* _Problems to work on_:
(A) According to the Language Table and Master/Apprentice project page, what was the funding amount for the 2014 fiscal year?
(B) Carry on the Language Table and Master/Apprentice project page from its last sentence.

* _Page extract_:
◆ ◆ ◆ ◆ ◆ ◆ ◆

Language Table and Master/Apprentice

Project Details by Fiscal Year
2014 Fiscal Year Funding Amount
$64,446
Fund Source
Arts & Cultural Heritage Fund
Status
In Progress
Start Date
January 2014
End Date
June 2015
Activity Type
Education/Outreach/Engagement
Grants/Contracts
Preservation
Project Overview

-Employ local elder language expert to conduct semi-weekly language tables
-Engage apprentices in basic Ojibwe conversation
-Obtain a state of MN American Indian Language and Culture teaching license (k-12)
-Hold culture committee meetings that will identify needs of language project and help to support
-Committee will also work to elicit maximum participation of community member in Ojibwe education

About the Issue

Minnesota’s most enduring languages are in danger of disappearing. Without timely intervention, the use of Dakota and Ojibwe languages – like indigenous languages throughout the globe – will decline to a point beyond recovery.

These languages embody irreplaceable worldviews. They express, reflect, and maintain communal connections and ways of understanding the world. Deeper than the disuse of vocabulary or grammar, the loss of an indigenous language is destruction of a complex system for ordering the relationships among people and the natural world, for solving social problems, and connecting people to something beyond themselves.

◆ ◆ ◆ ◆ ◆ ◆ ◆

Excerpts of pointing data:
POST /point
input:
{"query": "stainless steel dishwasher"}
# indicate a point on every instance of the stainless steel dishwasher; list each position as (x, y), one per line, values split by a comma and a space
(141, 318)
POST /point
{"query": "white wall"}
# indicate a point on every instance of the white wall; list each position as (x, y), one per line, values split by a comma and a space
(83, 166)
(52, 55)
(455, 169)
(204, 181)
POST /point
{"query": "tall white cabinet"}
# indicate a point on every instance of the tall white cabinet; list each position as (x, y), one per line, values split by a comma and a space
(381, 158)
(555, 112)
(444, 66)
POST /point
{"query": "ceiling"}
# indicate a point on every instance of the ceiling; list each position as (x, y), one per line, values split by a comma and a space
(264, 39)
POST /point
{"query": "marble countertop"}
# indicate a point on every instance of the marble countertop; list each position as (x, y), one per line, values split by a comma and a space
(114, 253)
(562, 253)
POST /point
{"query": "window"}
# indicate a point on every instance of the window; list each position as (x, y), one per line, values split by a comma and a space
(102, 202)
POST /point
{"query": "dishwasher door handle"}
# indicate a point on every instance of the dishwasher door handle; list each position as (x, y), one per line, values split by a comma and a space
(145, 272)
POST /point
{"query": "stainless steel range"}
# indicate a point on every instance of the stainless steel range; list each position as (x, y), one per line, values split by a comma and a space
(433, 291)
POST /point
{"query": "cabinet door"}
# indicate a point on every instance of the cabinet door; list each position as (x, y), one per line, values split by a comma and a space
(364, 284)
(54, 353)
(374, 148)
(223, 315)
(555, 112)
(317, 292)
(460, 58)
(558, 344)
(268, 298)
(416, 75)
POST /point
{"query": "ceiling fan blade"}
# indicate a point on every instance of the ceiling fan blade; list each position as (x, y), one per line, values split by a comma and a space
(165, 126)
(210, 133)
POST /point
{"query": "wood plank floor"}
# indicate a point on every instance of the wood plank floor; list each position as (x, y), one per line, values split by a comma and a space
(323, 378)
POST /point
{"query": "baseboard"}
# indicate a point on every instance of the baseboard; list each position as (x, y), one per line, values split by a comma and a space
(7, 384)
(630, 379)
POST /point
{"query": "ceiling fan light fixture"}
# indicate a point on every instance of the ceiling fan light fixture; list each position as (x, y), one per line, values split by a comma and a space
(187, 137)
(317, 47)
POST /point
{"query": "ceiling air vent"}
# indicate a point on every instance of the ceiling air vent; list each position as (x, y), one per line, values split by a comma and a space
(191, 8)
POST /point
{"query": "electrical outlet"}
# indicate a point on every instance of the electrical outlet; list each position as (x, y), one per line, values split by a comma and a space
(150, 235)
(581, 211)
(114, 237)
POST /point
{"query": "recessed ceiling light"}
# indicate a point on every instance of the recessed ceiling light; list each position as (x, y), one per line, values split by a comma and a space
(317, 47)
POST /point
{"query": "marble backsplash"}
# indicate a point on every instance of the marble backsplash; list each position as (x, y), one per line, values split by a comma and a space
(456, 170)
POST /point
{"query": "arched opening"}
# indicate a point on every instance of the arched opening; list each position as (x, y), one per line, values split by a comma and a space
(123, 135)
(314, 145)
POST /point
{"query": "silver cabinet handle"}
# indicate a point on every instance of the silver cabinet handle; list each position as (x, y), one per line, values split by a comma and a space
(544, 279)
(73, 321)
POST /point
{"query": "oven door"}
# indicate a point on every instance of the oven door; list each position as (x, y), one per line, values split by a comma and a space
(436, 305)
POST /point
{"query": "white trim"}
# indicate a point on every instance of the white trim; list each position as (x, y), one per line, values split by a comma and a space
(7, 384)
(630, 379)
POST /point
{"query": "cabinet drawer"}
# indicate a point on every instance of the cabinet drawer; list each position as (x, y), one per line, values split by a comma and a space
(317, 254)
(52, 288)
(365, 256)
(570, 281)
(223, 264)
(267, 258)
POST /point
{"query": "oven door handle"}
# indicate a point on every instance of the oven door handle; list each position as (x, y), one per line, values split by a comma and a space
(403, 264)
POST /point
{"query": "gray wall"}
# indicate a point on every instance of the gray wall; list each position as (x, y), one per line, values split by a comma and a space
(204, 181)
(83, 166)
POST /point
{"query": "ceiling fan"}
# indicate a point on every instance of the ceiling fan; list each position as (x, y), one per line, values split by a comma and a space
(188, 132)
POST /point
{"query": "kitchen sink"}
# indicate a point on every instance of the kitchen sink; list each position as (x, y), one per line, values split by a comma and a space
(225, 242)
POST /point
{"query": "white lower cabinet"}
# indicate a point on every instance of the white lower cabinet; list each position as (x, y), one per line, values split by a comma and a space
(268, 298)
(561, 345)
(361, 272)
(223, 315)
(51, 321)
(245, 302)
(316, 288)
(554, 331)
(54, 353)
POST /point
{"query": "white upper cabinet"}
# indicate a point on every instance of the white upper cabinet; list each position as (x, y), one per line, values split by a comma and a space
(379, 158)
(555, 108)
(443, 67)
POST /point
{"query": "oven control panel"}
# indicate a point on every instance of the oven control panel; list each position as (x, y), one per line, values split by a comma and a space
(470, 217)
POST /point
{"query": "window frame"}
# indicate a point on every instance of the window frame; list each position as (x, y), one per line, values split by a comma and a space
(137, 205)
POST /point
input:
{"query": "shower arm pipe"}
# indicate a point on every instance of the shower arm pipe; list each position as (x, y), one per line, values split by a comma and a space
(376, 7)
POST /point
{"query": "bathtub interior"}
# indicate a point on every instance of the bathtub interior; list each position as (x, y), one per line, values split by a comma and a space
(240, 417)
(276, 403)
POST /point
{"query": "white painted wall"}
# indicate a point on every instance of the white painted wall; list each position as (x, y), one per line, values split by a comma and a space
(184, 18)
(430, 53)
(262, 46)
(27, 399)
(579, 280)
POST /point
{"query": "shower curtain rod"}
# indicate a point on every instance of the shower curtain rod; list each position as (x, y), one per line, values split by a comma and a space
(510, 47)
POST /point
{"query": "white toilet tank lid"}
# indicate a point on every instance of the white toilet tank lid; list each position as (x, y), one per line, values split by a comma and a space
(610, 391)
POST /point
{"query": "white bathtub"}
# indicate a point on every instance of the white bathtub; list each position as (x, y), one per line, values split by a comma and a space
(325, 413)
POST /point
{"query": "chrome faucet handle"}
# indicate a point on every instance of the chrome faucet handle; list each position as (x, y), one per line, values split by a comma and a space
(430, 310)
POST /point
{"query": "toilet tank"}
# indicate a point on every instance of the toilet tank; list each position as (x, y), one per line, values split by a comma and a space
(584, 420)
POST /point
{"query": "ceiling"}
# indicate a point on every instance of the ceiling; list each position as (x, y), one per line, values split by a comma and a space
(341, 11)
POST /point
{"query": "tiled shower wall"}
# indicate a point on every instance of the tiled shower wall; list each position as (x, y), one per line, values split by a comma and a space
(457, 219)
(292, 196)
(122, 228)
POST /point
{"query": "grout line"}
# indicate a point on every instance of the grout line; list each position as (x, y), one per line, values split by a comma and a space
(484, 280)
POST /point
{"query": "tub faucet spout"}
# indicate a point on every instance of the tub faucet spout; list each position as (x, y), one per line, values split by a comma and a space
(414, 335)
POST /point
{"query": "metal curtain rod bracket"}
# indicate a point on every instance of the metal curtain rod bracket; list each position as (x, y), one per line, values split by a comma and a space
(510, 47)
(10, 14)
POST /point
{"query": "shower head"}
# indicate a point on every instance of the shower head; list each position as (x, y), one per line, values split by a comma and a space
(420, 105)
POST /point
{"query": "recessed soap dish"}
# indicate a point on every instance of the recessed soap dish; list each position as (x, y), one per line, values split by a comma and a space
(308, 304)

◆ ◆ ◆ ◆ ◆ ◆ ◆

* _Responses to the exercise_:
(A) $64,446

(B)
 As languages are inherently inseparable from individual and communal identity, they are difficult to eradicate from a culture.  Severing the people from their lands, denying them sustenance, and forcing them into English-only boarding schools was not successful in destroying these languages.  For more than 100 years such assaults were aggressively pursued as the official policy of federal and state governments in the United States in attempt to eradicate the languages, and yet the languages of the Dakota and Ojibwe people survive.  The survival of Dakota and Ojibwe languages, however, remains threatened. Indigenous language revitalization now requires heroic measures in order for these languages to not only survive, but to thrive and to live on for future generations

Project Details

Grant money awarded will be used to hire a local Elder Language Expert who will conduct semi-weekly language tables. Bois Forte Language and Cultural Coordinator will teach apprentices basic Anishinabaee fluency, proficiency, and literacy via language tables in two geographic regions of the reservation. Another goal is to seek to obtain a State of Minnesota American Indian Langauge and Culture teaching license for grades k-12. Bois Forte will hold Culture Committee meetings that will identify needs and provide support for the language project. The Committee will meet quarterly and will elicit maximum community participation in learning the Ojibwe language.

Legal Citation / Subdivision
M.L. 2014, Chp. 137, Art. 4, Sec. 2, Sub. 10 (b)
2014 Fiscal Year Funding Amount
$64,446
Number of full time equivalents funded
0
Project Manager
First Name
Donald
Last Name
Chosa
Organization Name
Bois Forte Band of Chippewa
Street Address
5344 Lakeshore Drive
City
Nett Lake
State
Minnesota
Zip Code
55772.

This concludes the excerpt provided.